──────── Information supplied
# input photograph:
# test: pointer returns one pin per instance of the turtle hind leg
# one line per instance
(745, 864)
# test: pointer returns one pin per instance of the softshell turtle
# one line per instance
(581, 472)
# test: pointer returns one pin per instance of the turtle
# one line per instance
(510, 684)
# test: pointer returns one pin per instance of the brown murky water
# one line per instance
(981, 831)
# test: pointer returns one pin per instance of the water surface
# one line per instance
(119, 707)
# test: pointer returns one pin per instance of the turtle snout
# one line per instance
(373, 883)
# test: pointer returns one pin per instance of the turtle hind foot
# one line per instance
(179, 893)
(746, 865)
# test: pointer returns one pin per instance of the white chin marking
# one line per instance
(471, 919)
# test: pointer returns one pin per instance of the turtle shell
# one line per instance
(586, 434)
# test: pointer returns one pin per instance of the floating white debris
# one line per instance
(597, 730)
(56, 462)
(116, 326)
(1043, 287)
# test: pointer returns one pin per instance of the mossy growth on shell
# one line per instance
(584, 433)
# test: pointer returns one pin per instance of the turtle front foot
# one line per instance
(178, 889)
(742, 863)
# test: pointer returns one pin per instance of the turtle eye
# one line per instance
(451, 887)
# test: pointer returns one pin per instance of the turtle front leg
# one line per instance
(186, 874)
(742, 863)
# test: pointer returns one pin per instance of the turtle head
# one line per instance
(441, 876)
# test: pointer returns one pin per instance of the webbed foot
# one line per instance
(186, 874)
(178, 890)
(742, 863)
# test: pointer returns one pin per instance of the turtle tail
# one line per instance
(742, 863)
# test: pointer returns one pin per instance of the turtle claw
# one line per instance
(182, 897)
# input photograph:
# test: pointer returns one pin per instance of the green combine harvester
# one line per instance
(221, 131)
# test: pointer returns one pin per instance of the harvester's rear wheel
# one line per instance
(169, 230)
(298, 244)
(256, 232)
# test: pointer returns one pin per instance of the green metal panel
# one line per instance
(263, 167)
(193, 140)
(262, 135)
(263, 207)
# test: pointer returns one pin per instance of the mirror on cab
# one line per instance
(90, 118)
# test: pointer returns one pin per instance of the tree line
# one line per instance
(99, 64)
────────────────
* [Problem to work on]: Format every line of the records above as a Markdown table with two columns, Row and Line. Number the rows and skip any blank lines.

* [Exercise response]:
| Row | Line |
|---|---|
| 1 | # input photograph: |
| 2 | # test: pointer returns one pin per instance of the turtle hind leg |
| 3 | # one line per instance |
| 4 | (745, 864) |
| 5 | # test: pointer returns one pin per instance of the softshell turtle |
| 6 | # one line per instance |
| 7 | (581, 472) |
| 8 | # test: pointer returns one pin per instance of the turtle |
| 9 | # one line per instance |
| 10 | (510, 684) |
| 11 | # test: pointer returns one pin per instance of the brown murky water |
| 12 | # one line per instance |
| 13 | (981, 831) |
| 14 | # test: pointer returns one pin per instance of the water surface |
| 15 | # one line per instance |
| 16 | (119, 707) |
| 17 | # test: pointer returns one pin per instance of the turtle snout |
| 18 | # one line per instance |
| 19 | (373, 883) |
| 20 | # test: pointer returns one pin per instance of the turtle hind foot |
| 21 | # one line per instance |
| 22 | (179, 893) |
| 23 | (746, 865) |
| 24 | # test: pointer returns one pin per instance of the white chin marking |
| 25 | # one line per instance |
| 26 | (471, 919) |
| 27 | # test: pointer returns one pin per instance of the turtle shell |
| 28 | # one line per instance |
| 29 | (586, 434) |
| 30 | # test: pointer returns one pin per instance of the floating white debris |
| 31 | # one line per instance |
| 32 | (597, 730) |
| 33 | (56, 462) |
| 34 | (116, 326) |
| 35 | (1043, 287) |
| 36 | # test: pointer returns one pin per instance of the mossy growth on shell |
| 37 | # one line per instance |
| 38 | (584, 433) |
| 39 | # test: pointer returns one pin per instance of the turtle front foot |
| 40 | # one line per instance |
| 41 | (178, 889) |
| 42 | (742, 863) |
| 43 | # test: pointer returns one pin per instance of the turtle eye |
| 44 | # one line per instance |
| 45 | (451, 887) |
| 46 | # test: pointer returns one pin per instance of the turtle front leg |
| 47 | # one line per instance |
| 48 | (186, 874) |
| 49 | (742, 863) |
| 50 | # test: pointer returns one pin per instance of the turtle head |
| 51 | # one line per instance |
| 52 | (441, 876) |
| 53 | # test: pointer returns one pin per instance of the webbed foot |
| 54 | # one line per instance |
| 55 | (186, 874) |
| 56 | (178, 890) |
| 57 | (742, 863) |
| 58 | # test: pointer returns one pin per instance of the turtle tail |
| 59 | # one line per instance |
| 60 | (742, 863) |
| 61 | # test: pointer returns one pin per instance of the turtle claw |
| 62 | # one line per instance |
| 63 | (182, 897) |
| 64 | # input photograph: |
| 65 | # test: pointer returns one pin per instance of the green combine harvester |
| 66 | # one line per instance |
| 67 | (221, 131) |
| 68 | # test: pointer returns one pin per instance of the harvester's rear wheel |
| 69 | # one line per instance |
| 70 | (169, 230) |
| 71 | (298, 244) |
| 72 | (256, 232) |
| 73 | # test: pointer returns one pin per instance of the green metal panel |
| 74 | # one line per instance |
| 75 | (263, 167) |
| 76 | (193, 140) |
| 77 | (262, 135) |
| 78 | (263, 207) |
| 79 | # test: pointer returns one pin per instance of the mirror on cab |
| 80 | # one line per instance |
| 81 | (90, 118) |
| 82 | # test: pointer returns one pin per instance of the tree line |
| 83 | # one line per instance |
| 84 | (99, 64) |